▶ **Excerpt**:
──────
UDENNA Corp. defended on Thursday its acquisition of the controlling stake in the Malampaya deep-water gas-to-power project, saying similar transactions in the past never went through the same scrutiny nor were imposed the same requirements.

“The government approval was never obtained,” said Udenna President Raymundo Martin M. Escalona in a virtual media briefing to explain why the holding firm of Dennis A. Uy’s diverse investments is poised to become the big-gest shareholder in a vital asset for the country’s energy security.

Mr. Escalona was referring to previous arrangements in which ownership of the Malampaya project changed hands.

“Neither [has] PNOC-EC (Philippine National Oil Co. Exploration Corp.)… exercised their right to first refusal. They never tried to exercise their right to match,” he said, adding that prior government approval and other measures were “simply not necessary nor required.”

State-led PNOC-EC holds 10% of the offshore gas platform. Before the Udenna group’s entry, the local units of two foreign entities held a combined 90%.

In May this year, Shell Petroleum N.V said it had forged a deal with Udenna unit Malampaya Energy XP Pte. Ltd. for the sale of its 100% shareholding in Shell Philippines Exploration B.V. (SPEx), owner of a 45% operating interest in Service Contract 38, or SC 38, that covers the Malampaya gas field.

The deal — valued at a base consideration of $380 million plus additional payments of up to $80 million — is in line with group’s upstream portfolio transition, Shell Petroleum said. The transaction’s effective date started on Jan. 1, 2021.

Udenna unit UC38 LLC also holds 45% of SC 38. UC38 acquired its stake in March last year from Chevron Malampaya LLC.

“Both the Chevron and Shell transactions are private share sales conducted at parent company level with no change in the legal entities’ participating in SC 38 consortium nor any transfer of any rights or obligations,” Mr. Esca-lona said.

He said because of the nature of the deal, the Energy department’s approval is not required. He also said that the transactions followed “highly competitive bidding processes” and “rigorous due diligence.”
──────
▶ **Provided data**:
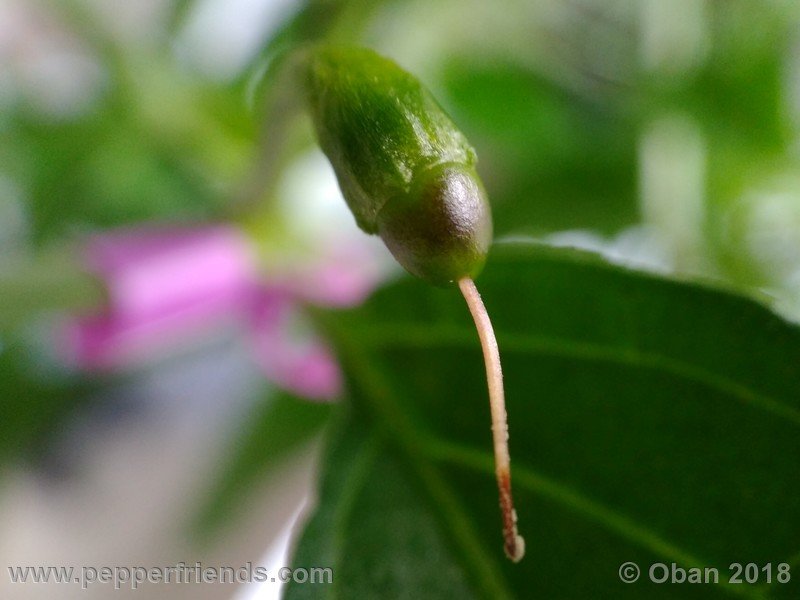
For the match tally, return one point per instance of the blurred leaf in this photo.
(650, 421)
(35, 402)
(278, 425)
──────
▶ **Objective 1**:
Answer these from the Malampaya excerpt, one answer per line:
(a) What share of the offshore gas platform does PNOC-EC hold?
(b) What base consideration was the Shell deal valued at?
(c) From which company did UC38 acquire its stake, and when?
▶ **Objective 2**:
Rewrite the Malampaya excerpt between "State-led PNOC-EC holds" and "Chevron Malampaya LLC.", inclusive, and swap "offshore gas platform" for "offshore gas facility".
The lines above have no role in this work.

▶ **Worked answer 1**:
(a) 10%
(b) $380 million
(c) Chevron Malampaya LLC, in March last year

▶ **Worked answer 2**:
State-led PNOC-EC holds 10% of the offshore gas facility. Before the Udenna group’s entry, the local units of two foreign entities held a combined 90%.

In May this year, Shell Petroleum N.V said it had forged a deal with Udenna unit Malampaya Energy XP Pte. Ltd. for the sale of its 100% shareholding in Shell Philippines Exploration B.V. (SPEx), owner of a 45% operating interest in Service Contract 38, or SC 38, that covers the Malampaya gas field.

The deal — valued at a base consideration of $380 million plus additional payments of up to $80 million — is in line with group’s upstream portfolio transition, Shell Petroleum said. The transaction’s effective date started on Jan. 1, 2021.

Udenna unit UC38 LLC also holds 45% of SC 38. UC38 acquired its stake in March last year from Chevron Malampaya LLC.